#### Instrução 1:
De acordo com o texto sobre a água no Paraná, quantos poços artesianos o estado pretende perfurar?

#### Texto de leitura:

□ □ □

A pedido da Gazeta do Povo, o diretor do Instituto Tecnológico Simepar, Eduardo Alvim Leite, reuniu informações meteorológicas relacionadas à oferta de água no rio Iguaçu (o principal do estado), ao regime de chuvas e à variação de temperaturas. Se depender da quantidade de chuva registrada nos últimos anos, o Paraná está numa situação de tranquilidade em relação aos estados vizinhos. É que os mapas meteorológicos têm mostrado o território paranaense como uma faixa de normalidade, já que em São Paulo choveu pouco e em Santa Catarina e no Rio Grande do Sul choveu demais. E tais cenários não podem ser atribuídos tão somente a fenômenos periódicos, como El Niño e La Niña: talvez já sejam consequência de mudanças climáticas.
Alvim Leite explica que há três níveis de déficit hídrico, dependendo de uma combinação de fatores, como sequência de dias sem chuva ou chuvas em quantidade insuficiente, associados ou não a temperaturas elevadas. A chamada seca meteorológica ocorre mais frequentemente e o tempo é contado em dias. Já a seca meteorológica, que leva semanas, começa a afetar o solo, que perde umidade e começa a afetar plantações. A última registrada no Paraná foi em outubro do ano passado, nas regiões Oeste e Central.
A seca hidrológica, que leva meses, afeta consideravelmente a vazão dos rios, mas, principalmente, a água depositada no subsolo. É o que está acontecendo em São Paulo. O diretor do Simepar comenta que, fora o último registro severo há 71 anos afetando o rio Iguaçu, o Paraná teve um episódio moderado de seca hidrológica em 2006. Ele destaca que o monitoramento é constante para tentar identificar qualquer sinal de alerta.
O foco emergencial das políticas públicas de segurança hídrica no Paraná é a perfuração de 150 poços artesianos em localidades com dificuldades de acesso a água. Maquinário próprio, adquirido pelo Instituto Águas Paraná no ano passado, deve realizar as obras. A operação deve consumir R$ 60 mil ao mês – mas os trabalhos só devem começar depois que o governo estadual voltar a ter dinheiro para investir. De acordo com Eneas Souza Machado, diretor de Gestão de Bacias Hidrográficas do Instituto, o trabalho será concentrado em comunidades rurais. Paralelamente, o órgão prepara, em parceria com a Agência Nacional de Águas (ANA), um diagnóstico dos potenciais casos de estresse hídrico no estado.
Como a Gazeta do Povo mostrou em outubro do ano passado, os reservatórios que abastecem Curitiba e região metropolitana estão em situação tão tranquila que poderiam garantir o consumo de água por oito meses mesmo que não caísse uma só gota de chuva. Como é pouco provável que isso aconteça, as represas são capazes de suportar a demanda por mais de um ano. Mesmo com a oferta de água de sobra em todas as regiões do estado, nem todas as cidades estão livres de penar com interrupções no fornecimento. Algumas estruturas não estão dimensionadas para aguentar o consumo, principalmente nos dias quentes. Em dezenas de municípios paranaenses, ou há falta de rede de tratamento ou de distribuição de água.

□ □ □

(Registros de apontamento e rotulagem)
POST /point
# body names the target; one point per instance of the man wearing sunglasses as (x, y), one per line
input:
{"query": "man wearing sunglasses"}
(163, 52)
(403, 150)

□ □ □

#### Instrução 2:
Reproduza todas as linhas dos registros, sem mudar nada.

#### Resposta escrita 1:
150 poços artesianos.

#### Resposta escrita 2:
POST /point
# body names the target; one point per instance of the man wearing sunglasses as (x, y), one per line
input:
{"query": "man wearing sunglasses"}
(163, 52)
(403, 150)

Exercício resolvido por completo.